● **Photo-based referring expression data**
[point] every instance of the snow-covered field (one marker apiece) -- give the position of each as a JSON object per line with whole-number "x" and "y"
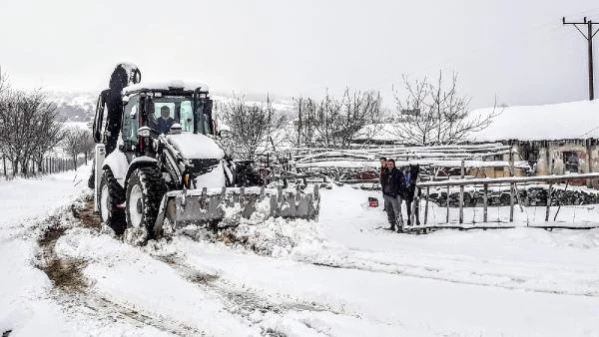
{"x": 342, "y": 276}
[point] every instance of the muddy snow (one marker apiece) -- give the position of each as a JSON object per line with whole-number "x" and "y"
{"x": 65, "y": 275}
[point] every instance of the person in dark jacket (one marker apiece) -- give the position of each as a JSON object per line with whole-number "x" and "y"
{"x": 393, "y": 192}
{"x": 383, "y": 179}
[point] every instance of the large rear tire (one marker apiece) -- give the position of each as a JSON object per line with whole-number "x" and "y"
{"x": 145, "y": 190}
{"x": 111, "y": 195}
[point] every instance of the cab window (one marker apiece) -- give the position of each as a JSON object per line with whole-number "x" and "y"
{"x": 131, "y": 121}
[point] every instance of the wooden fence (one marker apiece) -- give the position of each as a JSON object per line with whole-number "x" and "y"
{"x": 49, "y": 165}
{"x": 486, "y": 182}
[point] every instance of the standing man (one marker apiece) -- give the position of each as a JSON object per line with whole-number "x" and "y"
{"x": 383, "y": 180}
{"x": 392, "y": 194}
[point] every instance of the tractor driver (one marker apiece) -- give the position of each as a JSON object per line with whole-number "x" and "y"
{"x": 164, "y": 123}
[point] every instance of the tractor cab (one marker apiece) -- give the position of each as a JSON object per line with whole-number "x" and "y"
{"x": 165, "y": 109}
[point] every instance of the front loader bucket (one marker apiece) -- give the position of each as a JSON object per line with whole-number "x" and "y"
{"x": 230, "y": 204}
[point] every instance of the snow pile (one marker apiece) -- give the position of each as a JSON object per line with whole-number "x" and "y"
{"x": 575, "y": 120}
{"x": 276, "y": 237}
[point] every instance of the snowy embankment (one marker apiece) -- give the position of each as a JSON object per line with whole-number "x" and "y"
{"x": 342, "y": 276}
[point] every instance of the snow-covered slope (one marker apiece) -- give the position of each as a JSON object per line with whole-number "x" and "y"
{"x": 575, "y": 120}
{"x": 342, "y": 276}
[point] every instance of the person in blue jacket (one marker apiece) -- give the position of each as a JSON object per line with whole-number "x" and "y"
{"x": 393, "y": 191}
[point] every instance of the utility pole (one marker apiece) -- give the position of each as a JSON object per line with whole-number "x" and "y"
{"x": 589, "y": 37}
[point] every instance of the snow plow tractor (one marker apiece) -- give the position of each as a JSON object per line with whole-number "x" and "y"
{"x": 157, "y": 161}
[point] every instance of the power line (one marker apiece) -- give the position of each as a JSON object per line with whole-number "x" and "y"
{"x": 589, "y": 35}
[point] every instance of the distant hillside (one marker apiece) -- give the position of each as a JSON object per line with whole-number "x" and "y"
{"x": 77, "y": 106}
{"x": 74, "y": 106}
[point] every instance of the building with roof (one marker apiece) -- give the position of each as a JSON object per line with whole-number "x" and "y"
{"x": 554, "y": 139}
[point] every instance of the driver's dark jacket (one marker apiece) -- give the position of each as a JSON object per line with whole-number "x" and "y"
{"x": 163, "y": 125}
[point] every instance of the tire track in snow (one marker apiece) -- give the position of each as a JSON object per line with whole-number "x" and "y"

● **Required action**
Leave the pictures out and write out every entry exactly as given.

● **Solution to this task**
[point] every instance of the snow-covered field (one marker apiece) -- give the position of each as a JSON object per line with whole-number "x" and "y"
{"x": 342, "y": 276}
[point] every instance of the muddy snow (one marker apiece) -- give the position of each as a JSON object per line with whole-number "x" and "y"
{"x": 65, "y": 275}
[point] every instance of the person in dark jacket (one marker apiece) -- give the position of each as a JSON object per line with whole-number "x" and "y"
{"x": 393, "y": 192}
{"x": 383, "y": 179}
[point] every instance of the large rear tire (one marker apiece) -- give the position of each as a JSON object per line with whole-number "x" and "y"
{"x": 145, "y": 190}
{"x": 111, "y": 195}
[point] every instance of the cab window (one marker apiece) -- give the position of each as a JSON object per line with whole-number "x" and "y"
{"x": 131, "y": 121}
[point] every instance of the wooden fence (one marker apiece) -- give the position of each as a JSON object per line with whole-number "x" and "y"
{"x": 49, "y": 165}
{"x": 486, "y": 182}
[point] every instance of the standing man (one marker apiece) -- give the position of each as a JSON object per line with whole-number "x" and "y"
{"x": 383, "y": 180}
{"x": 392, "y": 194}
[point] every instance of the tractor driver (one marker apiece) -- give the position of each as a JSON object per line with whole-number "x" and "y"
{"x": 164, "y": 123}
[point] every instance of the tractor cab (one marker apiece) -- give the position of each as a JSON object per line with whole-number "x" and "y"
{"x": 165, "y": 109}
[point] every instance of the front loader bucket (one marker apiece) -- give the position of each as a JSON object per line with whole-number "x" and "y"
{"x": 230, "y": 204}
[point] every instance of the snow pile (one marker apiece) -- give the position of each as a JSON object per line with whole-number "x" and "y"
{"x": 575, "y": 120}
{"x": 276, "y": 237}
[point] every instance of the snowy embankment (one marker apiece) -- give the position of each as a JSON object per line with whole-number "x" and "y"
{"x": 342, "y": 276}
[point] every instance of the snow-covered slope (one marker apiece) -- give the position of each as a JSON object per line with whole-number "x" and "y"
{"x": 575, "y": 120}
{"x": 342, "y": 276}
[point] every instance of the person in blue jacket (one marker apiece) -- give the position of each as a JSON object per line with whole-number "x" and "y"
{"x": 393, "y": 191}
[point] every instance of the utility pole (one marker apiece) -- give the position of each as a JSON object per line with whole-number "x" and "y"
{"x": 589, "y": 37}
[point] every instance of the snow plow tractor (one marker apiece) -- give the position of each as a JSON object per line with whole-number "x" and "y"
{"x": 157, "y": 161}
[point] every instance of the power line (one marker apiece) -- give the position of each as a JSON object per line with whole-number "x" and "y"
{"x": 589, "y": 35}
[point] every instance of the distant hillside (one marker apiece) -- give the position of each as a JSON object per line with whole-number "x" and "y"
{"x": 77, "y": 106}
{"x": 74, "y": 106}
[point] every instance of the building with roof (one marker apiece) -- give the position of each as a JSON object per line with whole-number "x" and "y"
{"x": 554, "y": 139}
[point] every instance of the driver's dark jacket (one marker apiece) -- give the position of each as a JSON object per line with whole-number "x" and "y"
{"x": 163, "y": 125}
[point] every instance of the tire track in snow (one marker apiece) -- give the position of each as a JSON object per line with whole-number "x" and "y"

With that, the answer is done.